* [AIM OF THE EXERCISE] Starting at the line that contains "Objective — a point for each instance of the woman's" and ending at the last line of the material, render each line as a row of a Markdown table with two columns, Row and Text, numbering the rows and leaving out any blank lines.

* [GIVEN RECORDS]
#####

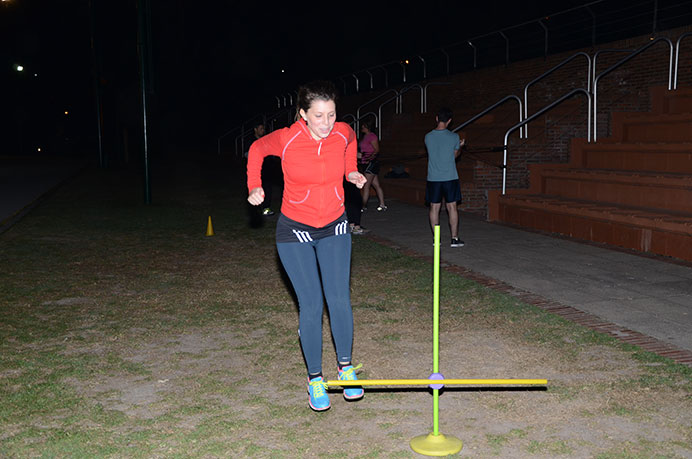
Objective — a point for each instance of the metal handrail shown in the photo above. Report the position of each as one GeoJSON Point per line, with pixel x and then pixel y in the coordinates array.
{"type": "Point", "coordinates": [545, 74]}
{"type": "Point", "coordinates": [618, 64]}
{"type": "Point", "coordinates": [408, 88]}
{"type": "Point", "coordinates": [368, 103]}
{"type": "Point", "coordinates": [536, 115]}
{"type": "Point", "coordinates": [398, 104]}
{"type": "Point", "coordinates": [677, 54]}
{"type": "Point", "coordinates": [489, 109]}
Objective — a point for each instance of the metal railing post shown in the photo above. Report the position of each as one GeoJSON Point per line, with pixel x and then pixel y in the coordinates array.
{"type": "Point", "coordinates": [564, 62]}
{"type": "Point", "coordinates": [506, 47]}
{"type": "Point", "coordinates": [618, 64]}
{"type": "Point", "coordinates": [474, 54]}
{"type": "Point", "coordinates": [447, 58]}
{"type": "Point", "coordinates": [677, 55]}
{"type": "Point", "coordinates": [545, 30]}
{"type": "Point", "coordinates": [531, 118]}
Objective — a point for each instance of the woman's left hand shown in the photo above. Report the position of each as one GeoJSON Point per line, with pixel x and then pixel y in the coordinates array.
{"type": "Point", "coordinates": [357, 179]}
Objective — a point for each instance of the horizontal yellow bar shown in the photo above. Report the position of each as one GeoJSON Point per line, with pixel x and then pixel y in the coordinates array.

#####

* [WORKED ANSWER]
| Row | Text |
|---|---|
| 1 | Objective — a point for each instance of the woman's left hand shown in the photo above. Report the position of each as one GeoJSON Point per line, with pixel x and then pixel y in the coordinates array. |
| 2 | {"type": "Point", "coordinates": [357, 179]} |
| 3 | Objective — a point for each instance of the horizontal yellow bar shown in the photo above. Report the position of each as one GeoJSON Point per line, with pixel x and then pixel y in the coordinates array. |